***** Quoted passage *****
GRAVITY Co., Ltd. - Form 6-K
 

UNITED STATES
SECURITIES AND EXCHANGE COMMISSION
Washington, D.C. 20549

Form 6-K

REPORT OF FOREIGN PRIVATE ISSUER
PURSUANT TO RULE 13a-16 OR 15d-16
UNDER THE SECURITIES EXCHANGE ACT OF 1934

December 26, 2006

GRAVITY Co., Ltd.
———————————————————————————————————
(Translation of registrant’s name into English)
 
14F Meritz Tower, 825-2 Yeoksam-Dong, Gangnam-Gu, Seoul, 135-934, Korea
———————————————————————————————————
(Address of principal executive office)
 
Indicate by check mark whether the registrant files or will file annual reports under cover of Form 20-F or Form 40-F:  [x] Form 20-F    [ ] Form 40-F
 
Indicate by check mark if the registrant is submitting the Form 6-K in paper as permitted by Regulation S-T Rule 101(b)(1):  [ ]
 
Indicate by check mark if the registrant is submitting the Form 6-K in paper as permitted by Regulation S-T Rule 101(b)(7):  [ ]
 
Indicate by check mark whether the registrant by furnishing the information contained in this Form is also thereby furnishing the information to the Commission pursuant to Rule 12g3-2(b) under the Securities Exchange Act of 1934:  [ ] Yes    [x] No
 
If "Yes" is marked, indicate below the file number assigned to the registrant in connection with Rule 12g3-2(b):    n/a 
 

Gravity Responds to Results at Extraordinary General Meeting of Shareholders

SEOUL, South Korea – December 26, 2006 – Gravity, Co., Ltd. (Nasdaq: GRVY, the
“Company”), an online game developer and publisher, issued the following
statement following its Extraordinary General Meeting of Shareholders(the
“EGM”). At the meeting, the proposal brought forth by two dissident U.S. hedge
funds, Ramius Capital Group(“Ramius”) and Moon Capital Management(“Moon”) who
requested the removal of Mr. Il Young Ryu, the Chief Executive Officer, and
Mr. Seung Taik Baik, the Chief Operating Officer, from Gravity’s Board of
Directors was rejected by the shareholders.

“We are optimistic about the prospects for the company. In less than 15
months, the Gravity management team has addressed a number of significant and
difficult challenges. The current management team is executing on its clear
strategy to create value for its shareholders, by extracting further value
from existing content, building on brand strength to develop sequels to its
existing games, developing and publishing new titles, and broadening
distribution channels, as well as by improving corporate governance and
internal control standards. Nevertheless, we are listening to our shareholders
and committed to an open and constructive dialogue. We will continue our
efforts toward building a more transparent and accountable governing structure
as we drive the business forward. With the EGM as a turning point, the
management encourages all the shareholders and staff to help the Company make
‘Ragnarok Online2TM’ enjoy success similar to that of ‘Ragnarok OnlineTM’, the
flagship title of Gravity, has enjoyed over several years. The Company intends
to conduct its closed beta testing in Korea scheduled to begin on December
27th, 2006, In addition, the management urges the 2 hedge funds, Ramius and
Moon, to offer constructive criticism and positive encouragement as
responsible shareholders. We will do our best to fulfill the expectations of
all the shareholders.”


About GRAVITY Co., Ltd.

Based in South Korea, Gravity is a developer and publisher of online games.
*****
What you will do –
(A) According to the Gravity filing, which two hedge funds proposed removing the Chief Executive Officer and the Chief Operating Officer from the Board of Directors?
(B) Please write out the passage of the Gravity filing that begins at the words "SEOUL, South Korea" and stops after the words "by the shareholders.".
***** Raw data *****
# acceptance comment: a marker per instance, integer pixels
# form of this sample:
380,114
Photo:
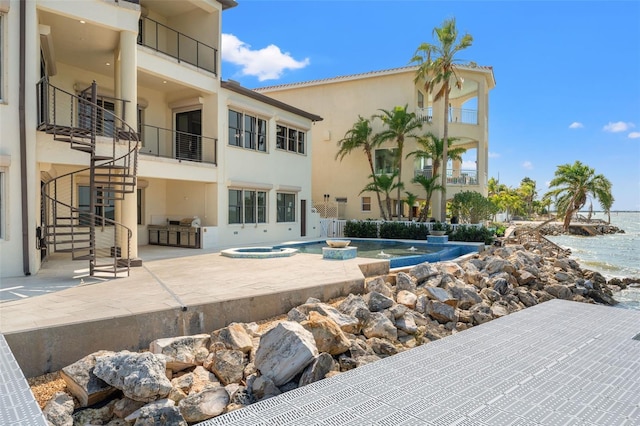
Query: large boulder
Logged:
140,376
83,383
162,412
235,337
379,325
204,405
317,369
180,352
328,336
285,351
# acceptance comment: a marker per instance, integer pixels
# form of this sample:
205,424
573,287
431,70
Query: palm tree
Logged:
575,184
384,184
359,137
430,185
437,68
433,148
410,200
400,125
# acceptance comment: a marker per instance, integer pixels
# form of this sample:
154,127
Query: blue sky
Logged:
567,73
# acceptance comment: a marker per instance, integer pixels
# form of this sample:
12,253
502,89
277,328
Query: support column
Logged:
129,92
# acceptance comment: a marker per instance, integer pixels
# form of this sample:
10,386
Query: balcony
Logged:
462,177
159,37
165,143
456,115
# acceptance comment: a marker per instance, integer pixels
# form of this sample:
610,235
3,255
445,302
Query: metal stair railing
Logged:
69,226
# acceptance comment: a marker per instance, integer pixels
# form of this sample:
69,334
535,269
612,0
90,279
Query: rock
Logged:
227,365
234,337
262,387
441,295
379,286
83,383
180,352
502,286
204,405
379,325
378,302
285,351
125,406
441,312
526,298
405,282
328,336
139,376
317,369
406,298
348,324
499,309
355,306
94,416
559,291
382,347
490,294
466,295
407,324
422,272
162,412
59,410
601,297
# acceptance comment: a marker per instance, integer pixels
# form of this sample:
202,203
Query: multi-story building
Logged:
99,169
341,100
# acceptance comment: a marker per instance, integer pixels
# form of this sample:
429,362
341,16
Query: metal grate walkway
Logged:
17,404
557,363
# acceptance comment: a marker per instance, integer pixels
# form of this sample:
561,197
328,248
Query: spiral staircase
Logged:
85,225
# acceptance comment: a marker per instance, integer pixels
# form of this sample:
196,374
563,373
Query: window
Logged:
252,129
289,139
286,205
247,206
385,161
106,210
366,204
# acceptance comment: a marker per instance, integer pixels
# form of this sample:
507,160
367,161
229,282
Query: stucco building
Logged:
341,100
159,144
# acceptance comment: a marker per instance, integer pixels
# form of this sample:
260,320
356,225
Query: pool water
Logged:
399,253
375,249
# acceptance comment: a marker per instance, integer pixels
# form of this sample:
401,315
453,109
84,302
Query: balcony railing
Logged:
166,40
456,115
462,177
182,146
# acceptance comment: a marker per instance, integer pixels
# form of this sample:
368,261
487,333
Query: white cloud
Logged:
267,63
618,126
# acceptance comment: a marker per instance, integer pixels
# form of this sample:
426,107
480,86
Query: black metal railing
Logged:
164,39
183,146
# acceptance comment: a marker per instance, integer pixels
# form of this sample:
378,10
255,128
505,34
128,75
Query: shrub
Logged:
472,234
361,229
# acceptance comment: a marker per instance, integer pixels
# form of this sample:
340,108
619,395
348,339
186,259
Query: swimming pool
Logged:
400,253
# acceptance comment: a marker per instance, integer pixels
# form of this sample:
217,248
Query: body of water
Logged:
615,255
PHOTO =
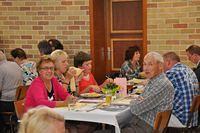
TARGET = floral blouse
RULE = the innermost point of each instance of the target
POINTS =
(29, 72)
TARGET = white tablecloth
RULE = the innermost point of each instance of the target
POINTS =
(97, 115)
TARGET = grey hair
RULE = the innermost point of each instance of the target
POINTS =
(155, 55)
(2, 56)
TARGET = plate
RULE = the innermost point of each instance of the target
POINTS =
(91, 95)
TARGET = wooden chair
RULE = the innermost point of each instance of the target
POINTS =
(194, 108)
(161, 121)
(21, 92)
(19, 108)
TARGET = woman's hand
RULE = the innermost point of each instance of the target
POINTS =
(71, 100)
(96, 88)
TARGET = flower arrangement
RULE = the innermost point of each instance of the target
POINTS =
(111, 88)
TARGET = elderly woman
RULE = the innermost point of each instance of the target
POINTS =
(45, 89)
(62, 73)
(28, 68)
(131, 67)
(42, 120)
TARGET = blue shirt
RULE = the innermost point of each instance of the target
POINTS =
(157, 97)
(185, 84)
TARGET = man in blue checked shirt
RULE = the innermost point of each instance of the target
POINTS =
(185, 84)
(158, 96)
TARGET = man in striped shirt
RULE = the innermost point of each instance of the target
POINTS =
(185, 84)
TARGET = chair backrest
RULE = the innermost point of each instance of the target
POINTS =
(161, 121)
(195, 107)
(21, 92)
(19, 108)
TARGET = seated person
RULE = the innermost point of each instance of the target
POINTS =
(44, 48)
(157, 97)
(42, 120)
(185, 85)
(131, 67)
(55, 44)
(63, 75)
(45, 89)
(28, 68)
(193, 53)
(88, 83)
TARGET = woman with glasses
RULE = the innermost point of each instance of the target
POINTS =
(45, 89)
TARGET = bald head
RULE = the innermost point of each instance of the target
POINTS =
(153, 64)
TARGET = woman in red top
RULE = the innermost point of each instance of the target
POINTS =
(88, 82)
(45, 89)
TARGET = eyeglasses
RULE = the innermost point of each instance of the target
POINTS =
(47, 68)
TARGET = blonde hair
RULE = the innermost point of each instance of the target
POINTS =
(39, 120)
(57, 53)
(156, 56)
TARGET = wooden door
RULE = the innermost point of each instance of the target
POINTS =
(114, 26)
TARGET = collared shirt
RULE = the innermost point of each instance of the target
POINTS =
(128, 71)
(184, 81)
(157, 97)
(10, 79)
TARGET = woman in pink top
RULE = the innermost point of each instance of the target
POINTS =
(88, 83)
(45, 89)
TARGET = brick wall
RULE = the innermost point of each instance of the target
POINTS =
(23, 23)
(172, 25)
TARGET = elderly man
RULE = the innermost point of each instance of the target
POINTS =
(193, 53)
(185, 84)
(10, 79)
(158, 96)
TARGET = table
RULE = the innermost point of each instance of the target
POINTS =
(115, 118)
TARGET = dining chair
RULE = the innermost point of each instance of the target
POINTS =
(194, 108)
(21, 92)
(161, 121)
(8, 121)
(19, 108)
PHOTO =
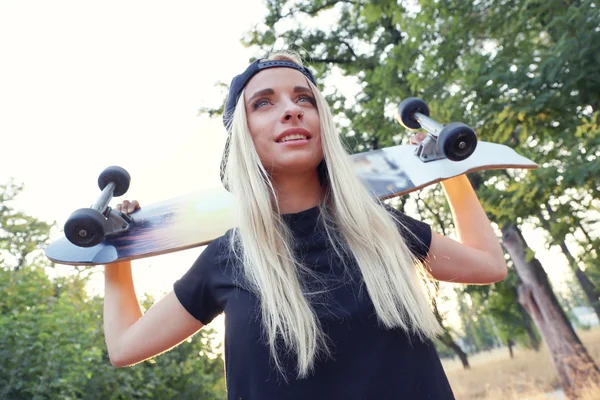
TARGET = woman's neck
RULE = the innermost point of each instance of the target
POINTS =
(298, 192)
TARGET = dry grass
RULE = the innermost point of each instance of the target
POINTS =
(529, 375)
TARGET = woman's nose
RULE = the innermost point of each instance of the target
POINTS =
(293, 112)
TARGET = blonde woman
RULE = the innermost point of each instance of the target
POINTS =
(325, 291)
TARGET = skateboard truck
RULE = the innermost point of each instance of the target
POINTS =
(87, 227)
(455, 141)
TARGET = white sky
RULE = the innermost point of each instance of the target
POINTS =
(85, 85)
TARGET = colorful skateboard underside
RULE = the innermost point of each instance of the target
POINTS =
(197, 219)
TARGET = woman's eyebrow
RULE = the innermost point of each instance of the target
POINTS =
(269, 91)
(264, 92)
(301, 89)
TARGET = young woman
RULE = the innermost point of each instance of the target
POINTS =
(326, 292)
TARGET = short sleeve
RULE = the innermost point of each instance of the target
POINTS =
(195, 290)
(417, 234)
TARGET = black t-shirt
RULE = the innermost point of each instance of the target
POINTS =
(369, 362)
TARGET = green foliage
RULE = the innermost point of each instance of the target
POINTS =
(51, 334)
(52, 346)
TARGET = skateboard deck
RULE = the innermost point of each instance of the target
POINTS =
(199, 218)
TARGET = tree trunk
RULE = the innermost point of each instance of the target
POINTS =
(573, 363)
(510, 345)
(528, 324)
(446, 338)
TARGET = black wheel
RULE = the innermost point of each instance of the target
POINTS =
(407, 109)
(457, 141)
(117, 175)
(85, 227)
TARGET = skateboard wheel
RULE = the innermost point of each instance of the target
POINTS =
(85, 227)
(407, 109)
(457, 141)
(117, 175)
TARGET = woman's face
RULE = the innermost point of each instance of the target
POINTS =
(284, 121)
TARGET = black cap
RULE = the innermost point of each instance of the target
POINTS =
(235, 89)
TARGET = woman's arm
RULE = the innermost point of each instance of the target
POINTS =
(477, 257)
(131, 336)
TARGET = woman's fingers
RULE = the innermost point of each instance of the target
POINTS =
(418, 138)
(128, 206)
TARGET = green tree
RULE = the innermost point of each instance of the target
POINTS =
(51, 332)
(518, 71)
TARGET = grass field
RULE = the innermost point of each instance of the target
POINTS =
(529, 375)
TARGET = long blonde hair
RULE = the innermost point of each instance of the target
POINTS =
(399, 286)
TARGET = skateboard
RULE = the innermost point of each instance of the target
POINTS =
(103, 235)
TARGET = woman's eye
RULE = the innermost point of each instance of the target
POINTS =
(307, 99)
(260, 103)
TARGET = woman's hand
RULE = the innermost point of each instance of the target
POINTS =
(128, 207)
(418, 138)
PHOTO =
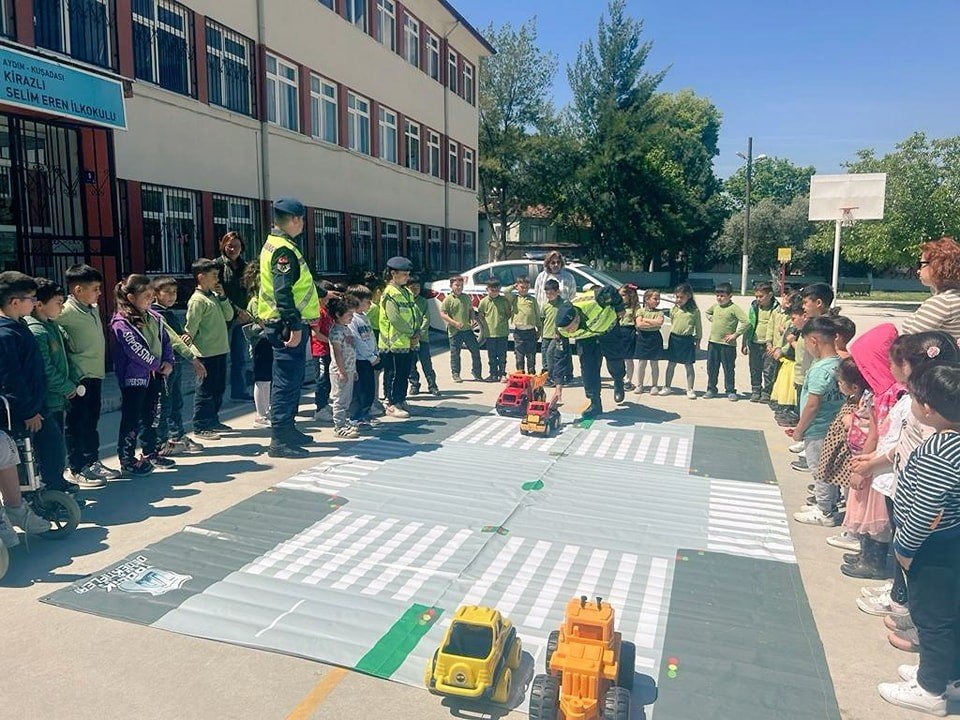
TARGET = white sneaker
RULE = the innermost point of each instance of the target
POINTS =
(911, 695)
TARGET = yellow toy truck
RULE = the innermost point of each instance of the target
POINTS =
(478, 658)
(589, 668)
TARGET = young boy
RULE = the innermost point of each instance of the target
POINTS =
(422, 355)
(728, 322)
(172, 438)
(86, 353)
(457, 312)
(494, 315)
(820, 401)
(526, 326)
(755, 344)
(23, 383)
(207, 316)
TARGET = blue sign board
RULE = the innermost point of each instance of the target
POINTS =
(35, 83)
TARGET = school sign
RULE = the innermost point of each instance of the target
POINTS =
(34, 83)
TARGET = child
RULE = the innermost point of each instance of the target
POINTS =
(142, 359)
(927, 543)
(320, 350)
(171, 435)
(87, 354)
(494, 315)
(727, 323)
(343, 365)
(820, 401)
(763, 309)
(368, 356)
(49, 447)
(457, 312)
(207, 316)
(684, 340)
(526, 326)
(422, 355)
(649, 321)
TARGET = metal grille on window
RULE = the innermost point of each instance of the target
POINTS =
(328, 239)
(163, 44)
(171, 222)
(230, 69)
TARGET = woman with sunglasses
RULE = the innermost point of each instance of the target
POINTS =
(939, 270)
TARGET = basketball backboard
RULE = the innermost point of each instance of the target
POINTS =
(861, 193)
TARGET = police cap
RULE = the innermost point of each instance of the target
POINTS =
(290, 206)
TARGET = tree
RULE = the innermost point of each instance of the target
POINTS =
(514, 103)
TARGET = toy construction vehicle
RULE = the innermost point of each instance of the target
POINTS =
(478, 659)
(589, 668)
(541, 418)
(521, 390)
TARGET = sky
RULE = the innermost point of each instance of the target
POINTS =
(811, 81)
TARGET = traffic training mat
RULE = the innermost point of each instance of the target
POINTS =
(361, 560)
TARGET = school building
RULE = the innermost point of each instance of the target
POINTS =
*****
Written answers –
(A) Ramius Capital Group and Moon Capital Management.

(B)
SEOUL, South Korea – December 26, 2006 – Gravity, Co., Ltd. (Nasdaq: GRVY, the
“Company”), an online game developer and publisher, issued the following
statement following its Extraordinary General Meeting of Shareholders(the
“EGM”). At the meeting, the proposal brought forth by two dissident U.S. hedge
funds, Ramius Capital Group(“Ramius”) and Moon Capital Management(“Moon”) who
requested the removal of Mr. Il Young Ryu, the Chief Executive Officer, and
Mr. Seung Taik Baik, the Chief Operating Officer, from Gravity’s Board of
Directors was rejected by the shareholders.